§ Selected extract:
AWS, in collaboration with aerial imagery provider Vexcel, has unveiled a new multimodal artificial intelligence solution designed to make vast collections of aerial imagery searchable using natural language. This development addresses a long-standing challenge for industries heavily reliant on geospatial data, including insurance, real estate, government, infrastructure, and agriculture. The system allows users to query billions of pixels of aerial data, such as identifying swimming pools in a suburb or counting solar panels across a city, without the need for manual tile-by-tile inspection or the development of custom computer vision models for each specific search criterion. The collaboration utilized Vexcel's extensive aerial imagery program, which operates one of the world's largest aerial imagery collections, gathering high-resolution data across over 45 countries and territories.

§ What this exercise asks:
1. Answer these from the passage on AWS and Vexcel:
(a) Which company provides the aerial imagery?
(b) Vexcel gathers high-resolution data across how many countries and territories?
(c) What two example searches does the passage give?
2. Reproduce the part of the passage on AWS and Vexcel that opens with the words containing "AWS, in collaboration" and closes with "countries and territories.".
The rows are not needed for this work.

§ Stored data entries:
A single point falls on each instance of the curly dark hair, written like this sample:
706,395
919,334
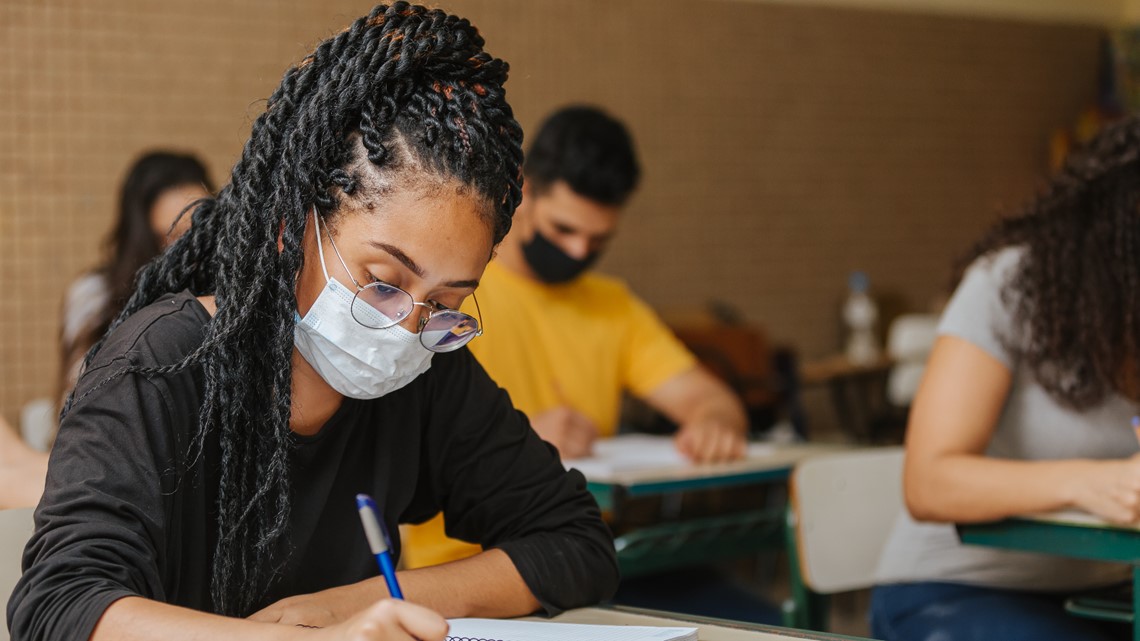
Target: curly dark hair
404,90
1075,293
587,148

...

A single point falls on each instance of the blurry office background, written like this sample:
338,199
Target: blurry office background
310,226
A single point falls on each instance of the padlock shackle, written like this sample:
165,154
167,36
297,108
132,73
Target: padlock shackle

§ Solved problems:
1.
(a) Vexcel
(b) Over 45
(c) Identifying swimming pools in a suburb and counting solar panels across a city

2.
AWS, in collaboration with aerial imagery provider Vexcel, has unveiled a new multimodal artificial intelligence solution designed to make vast collections of aerial imagery searchable using natural language. This development addresses a long-standing challenge for industries heavily reliant on geospatial data, including insurance, real estate, government, infrastructure, and agriculture. The system allows users to query billions of pixels of aerial data, such as identifying swimming pools in a suburb or counting solar panels across a city, without the need for manual tile-by-tile inspection or the development of custom computer vision models for each specific search criterion. The collaboration utilized Vexcel's extensive aerial imagery program, which operates one of the world's largest aerial imagery collections, gathering high-resolution data across over 45 countries and territories.